What is required: Can you collect every line in the data below that contains the string "horn"? Treat uppercase and lowercase as different.

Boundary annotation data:
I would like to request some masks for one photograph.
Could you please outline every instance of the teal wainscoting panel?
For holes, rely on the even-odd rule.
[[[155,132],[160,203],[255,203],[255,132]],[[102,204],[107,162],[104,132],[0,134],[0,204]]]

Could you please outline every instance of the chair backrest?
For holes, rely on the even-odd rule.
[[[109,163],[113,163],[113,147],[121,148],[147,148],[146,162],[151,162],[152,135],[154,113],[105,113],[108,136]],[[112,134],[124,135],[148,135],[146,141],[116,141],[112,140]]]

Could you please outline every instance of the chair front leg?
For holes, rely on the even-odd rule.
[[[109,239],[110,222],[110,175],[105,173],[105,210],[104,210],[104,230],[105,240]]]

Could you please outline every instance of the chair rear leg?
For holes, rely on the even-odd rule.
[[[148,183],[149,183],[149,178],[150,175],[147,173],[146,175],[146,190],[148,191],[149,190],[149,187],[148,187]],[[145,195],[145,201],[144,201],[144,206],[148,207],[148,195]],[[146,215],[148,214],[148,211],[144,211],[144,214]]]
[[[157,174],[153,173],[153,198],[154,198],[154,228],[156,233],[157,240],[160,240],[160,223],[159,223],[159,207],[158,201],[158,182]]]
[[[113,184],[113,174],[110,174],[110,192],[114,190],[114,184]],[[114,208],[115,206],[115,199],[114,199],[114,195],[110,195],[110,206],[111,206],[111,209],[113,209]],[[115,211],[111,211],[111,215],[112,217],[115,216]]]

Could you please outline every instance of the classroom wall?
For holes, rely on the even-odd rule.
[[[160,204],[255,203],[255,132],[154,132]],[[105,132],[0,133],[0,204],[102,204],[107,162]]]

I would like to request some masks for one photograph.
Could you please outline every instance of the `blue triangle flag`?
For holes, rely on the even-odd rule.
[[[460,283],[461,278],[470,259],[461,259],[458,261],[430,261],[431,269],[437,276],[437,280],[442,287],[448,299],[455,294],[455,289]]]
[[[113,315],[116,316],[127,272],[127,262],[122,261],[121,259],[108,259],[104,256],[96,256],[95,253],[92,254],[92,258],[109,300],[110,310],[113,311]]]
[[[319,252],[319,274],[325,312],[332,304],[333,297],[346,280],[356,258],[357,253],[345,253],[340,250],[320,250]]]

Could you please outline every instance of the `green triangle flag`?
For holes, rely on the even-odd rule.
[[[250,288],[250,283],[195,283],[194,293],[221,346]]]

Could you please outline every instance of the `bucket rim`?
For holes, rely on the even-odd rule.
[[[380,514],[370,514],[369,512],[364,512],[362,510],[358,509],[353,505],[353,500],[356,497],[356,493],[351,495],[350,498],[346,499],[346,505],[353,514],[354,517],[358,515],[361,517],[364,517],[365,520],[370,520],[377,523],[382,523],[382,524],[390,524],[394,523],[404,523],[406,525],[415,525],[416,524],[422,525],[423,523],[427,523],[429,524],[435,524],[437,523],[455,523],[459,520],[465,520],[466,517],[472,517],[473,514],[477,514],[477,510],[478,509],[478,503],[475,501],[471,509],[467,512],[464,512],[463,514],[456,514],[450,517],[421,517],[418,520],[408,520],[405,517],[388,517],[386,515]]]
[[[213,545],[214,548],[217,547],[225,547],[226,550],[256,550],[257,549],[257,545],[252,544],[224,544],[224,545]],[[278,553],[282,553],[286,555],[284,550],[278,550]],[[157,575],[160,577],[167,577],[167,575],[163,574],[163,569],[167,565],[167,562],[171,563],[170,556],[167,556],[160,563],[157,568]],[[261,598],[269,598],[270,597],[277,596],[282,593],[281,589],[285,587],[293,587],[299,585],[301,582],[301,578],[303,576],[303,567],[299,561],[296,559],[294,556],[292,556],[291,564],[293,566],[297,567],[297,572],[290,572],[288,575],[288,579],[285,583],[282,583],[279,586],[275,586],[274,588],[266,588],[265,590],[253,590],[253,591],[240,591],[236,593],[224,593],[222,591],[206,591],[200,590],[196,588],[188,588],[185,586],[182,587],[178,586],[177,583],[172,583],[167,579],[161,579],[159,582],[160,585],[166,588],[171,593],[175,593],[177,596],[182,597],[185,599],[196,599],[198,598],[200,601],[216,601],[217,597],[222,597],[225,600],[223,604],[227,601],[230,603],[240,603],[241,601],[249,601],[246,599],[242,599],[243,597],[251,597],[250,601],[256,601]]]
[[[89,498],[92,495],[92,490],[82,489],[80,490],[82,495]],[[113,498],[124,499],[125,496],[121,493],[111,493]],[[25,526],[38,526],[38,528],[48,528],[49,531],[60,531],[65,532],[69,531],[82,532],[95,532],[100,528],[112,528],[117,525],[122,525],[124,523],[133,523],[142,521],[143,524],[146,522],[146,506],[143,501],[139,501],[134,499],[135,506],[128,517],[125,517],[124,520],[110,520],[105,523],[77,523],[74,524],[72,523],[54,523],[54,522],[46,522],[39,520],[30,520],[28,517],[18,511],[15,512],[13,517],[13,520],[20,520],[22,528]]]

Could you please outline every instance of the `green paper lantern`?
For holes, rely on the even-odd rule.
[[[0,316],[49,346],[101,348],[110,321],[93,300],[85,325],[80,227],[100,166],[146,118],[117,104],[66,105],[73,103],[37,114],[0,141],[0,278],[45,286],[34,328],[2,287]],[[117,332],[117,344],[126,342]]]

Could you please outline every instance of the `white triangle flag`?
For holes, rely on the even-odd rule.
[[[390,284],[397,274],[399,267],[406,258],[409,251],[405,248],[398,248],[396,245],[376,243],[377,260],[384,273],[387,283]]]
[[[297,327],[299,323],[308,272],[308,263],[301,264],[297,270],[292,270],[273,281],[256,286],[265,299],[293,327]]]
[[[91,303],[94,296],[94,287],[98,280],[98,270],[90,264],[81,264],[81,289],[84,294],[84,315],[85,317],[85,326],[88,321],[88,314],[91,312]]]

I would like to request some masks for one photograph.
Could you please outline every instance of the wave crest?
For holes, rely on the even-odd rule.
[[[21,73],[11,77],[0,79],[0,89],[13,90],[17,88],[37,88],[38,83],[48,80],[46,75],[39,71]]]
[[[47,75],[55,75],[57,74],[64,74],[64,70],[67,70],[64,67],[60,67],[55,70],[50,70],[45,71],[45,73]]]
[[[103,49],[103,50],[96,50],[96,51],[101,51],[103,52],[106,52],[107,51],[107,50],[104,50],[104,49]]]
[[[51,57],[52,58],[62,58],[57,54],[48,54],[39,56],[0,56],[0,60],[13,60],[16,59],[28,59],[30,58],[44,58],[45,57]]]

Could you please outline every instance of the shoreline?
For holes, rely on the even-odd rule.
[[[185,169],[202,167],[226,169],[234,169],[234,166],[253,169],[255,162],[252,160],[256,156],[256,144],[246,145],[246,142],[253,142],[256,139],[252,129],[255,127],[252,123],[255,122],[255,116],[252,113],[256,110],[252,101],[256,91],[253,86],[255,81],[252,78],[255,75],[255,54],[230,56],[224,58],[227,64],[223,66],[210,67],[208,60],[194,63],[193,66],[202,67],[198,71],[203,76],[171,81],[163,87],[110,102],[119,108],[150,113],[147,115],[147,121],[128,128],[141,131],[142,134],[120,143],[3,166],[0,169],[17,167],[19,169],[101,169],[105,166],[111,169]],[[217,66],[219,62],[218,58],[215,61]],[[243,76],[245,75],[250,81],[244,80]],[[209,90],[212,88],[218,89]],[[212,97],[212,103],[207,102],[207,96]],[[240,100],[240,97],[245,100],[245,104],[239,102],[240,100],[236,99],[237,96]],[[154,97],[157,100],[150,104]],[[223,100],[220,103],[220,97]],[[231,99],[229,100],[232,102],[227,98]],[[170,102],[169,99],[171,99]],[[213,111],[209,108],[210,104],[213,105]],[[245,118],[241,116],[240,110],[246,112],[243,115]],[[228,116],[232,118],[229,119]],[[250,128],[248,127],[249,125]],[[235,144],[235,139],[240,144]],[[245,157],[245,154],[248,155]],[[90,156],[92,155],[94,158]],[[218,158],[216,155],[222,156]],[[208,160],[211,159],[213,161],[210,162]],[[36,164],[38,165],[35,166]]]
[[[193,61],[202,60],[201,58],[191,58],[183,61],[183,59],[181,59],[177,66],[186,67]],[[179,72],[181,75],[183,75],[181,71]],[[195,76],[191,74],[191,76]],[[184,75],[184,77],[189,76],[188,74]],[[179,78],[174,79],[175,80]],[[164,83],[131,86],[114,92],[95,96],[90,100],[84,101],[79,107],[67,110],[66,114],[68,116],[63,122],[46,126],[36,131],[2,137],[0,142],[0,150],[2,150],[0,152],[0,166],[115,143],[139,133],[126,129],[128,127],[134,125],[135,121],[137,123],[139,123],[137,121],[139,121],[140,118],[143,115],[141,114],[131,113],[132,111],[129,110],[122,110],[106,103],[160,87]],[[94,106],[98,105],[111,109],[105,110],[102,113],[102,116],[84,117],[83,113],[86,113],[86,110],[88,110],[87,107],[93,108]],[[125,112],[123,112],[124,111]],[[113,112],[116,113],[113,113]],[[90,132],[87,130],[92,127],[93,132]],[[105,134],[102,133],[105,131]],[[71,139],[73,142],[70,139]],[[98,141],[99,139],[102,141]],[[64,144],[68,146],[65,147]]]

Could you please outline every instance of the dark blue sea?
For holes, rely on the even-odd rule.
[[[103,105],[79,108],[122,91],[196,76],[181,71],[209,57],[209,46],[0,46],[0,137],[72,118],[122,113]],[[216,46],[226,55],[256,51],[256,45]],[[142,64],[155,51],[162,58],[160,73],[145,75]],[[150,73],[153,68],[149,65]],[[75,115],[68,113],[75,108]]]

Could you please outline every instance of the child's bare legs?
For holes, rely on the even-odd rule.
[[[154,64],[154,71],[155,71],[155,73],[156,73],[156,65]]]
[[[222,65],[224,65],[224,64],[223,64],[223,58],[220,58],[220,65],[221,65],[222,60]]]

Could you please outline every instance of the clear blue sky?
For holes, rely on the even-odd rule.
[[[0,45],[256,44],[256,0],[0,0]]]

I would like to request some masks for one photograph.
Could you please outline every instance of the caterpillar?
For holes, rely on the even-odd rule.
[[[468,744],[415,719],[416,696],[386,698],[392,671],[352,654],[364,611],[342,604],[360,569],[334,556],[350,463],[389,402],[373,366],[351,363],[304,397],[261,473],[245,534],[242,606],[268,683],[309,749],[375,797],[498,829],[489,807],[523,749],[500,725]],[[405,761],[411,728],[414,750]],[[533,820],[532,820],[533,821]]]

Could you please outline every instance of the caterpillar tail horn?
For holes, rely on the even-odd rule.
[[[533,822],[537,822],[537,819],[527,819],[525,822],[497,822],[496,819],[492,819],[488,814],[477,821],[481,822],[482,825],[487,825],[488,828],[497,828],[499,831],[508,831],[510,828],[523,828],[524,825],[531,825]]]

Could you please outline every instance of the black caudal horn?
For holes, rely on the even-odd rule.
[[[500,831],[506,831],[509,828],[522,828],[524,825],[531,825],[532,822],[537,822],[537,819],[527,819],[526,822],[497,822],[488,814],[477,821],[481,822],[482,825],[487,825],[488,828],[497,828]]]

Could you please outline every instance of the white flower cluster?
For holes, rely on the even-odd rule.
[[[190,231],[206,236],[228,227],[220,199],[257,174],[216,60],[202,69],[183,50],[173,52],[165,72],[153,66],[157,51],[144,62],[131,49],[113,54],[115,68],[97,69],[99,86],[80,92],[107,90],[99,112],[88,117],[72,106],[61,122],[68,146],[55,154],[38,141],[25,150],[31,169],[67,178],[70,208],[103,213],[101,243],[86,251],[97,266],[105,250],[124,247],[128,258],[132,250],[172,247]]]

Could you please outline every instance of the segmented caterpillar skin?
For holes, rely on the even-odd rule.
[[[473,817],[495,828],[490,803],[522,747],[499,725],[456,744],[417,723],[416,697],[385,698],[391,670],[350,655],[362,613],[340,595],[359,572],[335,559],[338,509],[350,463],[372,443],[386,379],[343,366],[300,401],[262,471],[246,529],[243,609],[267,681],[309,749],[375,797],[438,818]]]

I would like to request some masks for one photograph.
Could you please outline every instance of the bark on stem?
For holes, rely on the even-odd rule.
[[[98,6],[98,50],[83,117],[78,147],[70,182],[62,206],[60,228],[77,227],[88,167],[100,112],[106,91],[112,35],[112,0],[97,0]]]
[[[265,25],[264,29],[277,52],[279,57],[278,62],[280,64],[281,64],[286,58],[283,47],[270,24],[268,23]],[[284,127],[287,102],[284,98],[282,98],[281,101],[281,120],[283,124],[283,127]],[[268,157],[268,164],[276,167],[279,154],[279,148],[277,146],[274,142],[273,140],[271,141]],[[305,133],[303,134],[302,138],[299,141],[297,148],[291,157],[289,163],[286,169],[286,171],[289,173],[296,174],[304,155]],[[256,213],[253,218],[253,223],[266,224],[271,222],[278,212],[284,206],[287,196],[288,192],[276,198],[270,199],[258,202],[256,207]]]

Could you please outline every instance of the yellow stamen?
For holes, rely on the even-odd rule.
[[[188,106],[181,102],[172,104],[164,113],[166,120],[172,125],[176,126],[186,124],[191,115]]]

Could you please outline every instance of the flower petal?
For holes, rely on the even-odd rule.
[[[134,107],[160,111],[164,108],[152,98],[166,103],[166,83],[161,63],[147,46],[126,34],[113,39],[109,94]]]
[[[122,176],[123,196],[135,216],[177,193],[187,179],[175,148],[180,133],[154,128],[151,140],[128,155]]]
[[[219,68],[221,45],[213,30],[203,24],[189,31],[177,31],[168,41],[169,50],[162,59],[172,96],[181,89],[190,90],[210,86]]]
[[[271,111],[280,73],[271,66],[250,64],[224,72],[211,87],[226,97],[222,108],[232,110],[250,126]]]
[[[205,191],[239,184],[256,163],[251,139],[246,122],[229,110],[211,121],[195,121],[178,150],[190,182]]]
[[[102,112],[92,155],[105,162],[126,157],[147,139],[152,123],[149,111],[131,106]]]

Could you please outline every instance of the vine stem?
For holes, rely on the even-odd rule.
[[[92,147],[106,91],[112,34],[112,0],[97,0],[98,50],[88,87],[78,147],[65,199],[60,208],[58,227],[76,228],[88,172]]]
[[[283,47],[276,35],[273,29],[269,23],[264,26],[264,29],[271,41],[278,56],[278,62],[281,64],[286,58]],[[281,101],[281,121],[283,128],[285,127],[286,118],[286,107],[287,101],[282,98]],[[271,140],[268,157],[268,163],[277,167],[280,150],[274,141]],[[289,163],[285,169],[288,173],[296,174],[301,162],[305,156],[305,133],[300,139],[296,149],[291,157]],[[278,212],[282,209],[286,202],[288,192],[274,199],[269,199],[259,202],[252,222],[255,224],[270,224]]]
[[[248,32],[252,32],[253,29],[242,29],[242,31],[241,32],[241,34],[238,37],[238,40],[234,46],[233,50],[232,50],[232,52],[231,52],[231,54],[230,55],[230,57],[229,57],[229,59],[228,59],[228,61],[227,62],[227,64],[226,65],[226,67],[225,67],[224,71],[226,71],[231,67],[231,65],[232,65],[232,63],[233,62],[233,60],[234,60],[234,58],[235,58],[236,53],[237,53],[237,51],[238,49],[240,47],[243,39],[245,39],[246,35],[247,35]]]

Exercise answer:
Could you please outline every instance of the caterpillar tail horn?
Could you please outline every instance of the black caudal horn?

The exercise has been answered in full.